• **EXTRACTED MATERIAL**
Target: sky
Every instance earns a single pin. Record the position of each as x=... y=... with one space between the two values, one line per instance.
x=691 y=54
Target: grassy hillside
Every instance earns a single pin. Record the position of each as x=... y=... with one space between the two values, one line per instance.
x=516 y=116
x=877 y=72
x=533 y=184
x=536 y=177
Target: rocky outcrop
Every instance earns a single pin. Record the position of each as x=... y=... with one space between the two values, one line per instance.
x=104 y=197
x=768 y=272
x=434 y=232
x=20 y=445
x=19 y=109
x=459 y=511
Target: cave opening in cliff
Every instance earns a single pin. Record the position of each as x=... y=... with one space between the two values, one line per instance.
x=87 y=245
---
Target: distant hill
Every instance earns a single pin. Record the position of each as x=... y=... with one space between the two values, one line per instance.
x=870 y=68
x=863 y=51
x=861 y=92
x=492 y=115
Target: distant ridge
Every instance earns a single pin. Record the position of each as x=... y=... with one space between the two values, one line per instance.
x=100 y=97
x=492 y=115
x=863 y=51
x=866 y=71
* * *
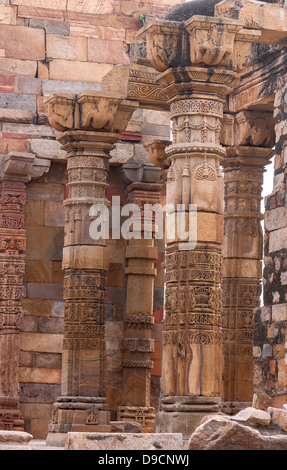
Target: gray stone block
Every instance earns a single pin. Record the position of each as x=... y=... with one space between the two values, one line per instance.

• **TASK DESCRIPTION**
Print the lines of the listing above that run from the one holding "Target: grassy hillside" through the one holding "x=459 y=511", inclusive, and reproduce them with no changes.

• **FULL OUTPUT**
Target: grassy hillside
Every instance earns a single pin. Record the position of each as x=... y=... with one space between the two values, one line per instance.
x=516 y=116
x=877 y=72
x=533 y=184
x=536 y=177
Target: rocky outcrop
Every instance earns a single pin. Record the position of each as x=... y=... with one space between the two values, one line per instance.
x=104 y=197
x=768 y=272
x=434 y=232
x=20 y=445
x=19 y=109
x=459 y=511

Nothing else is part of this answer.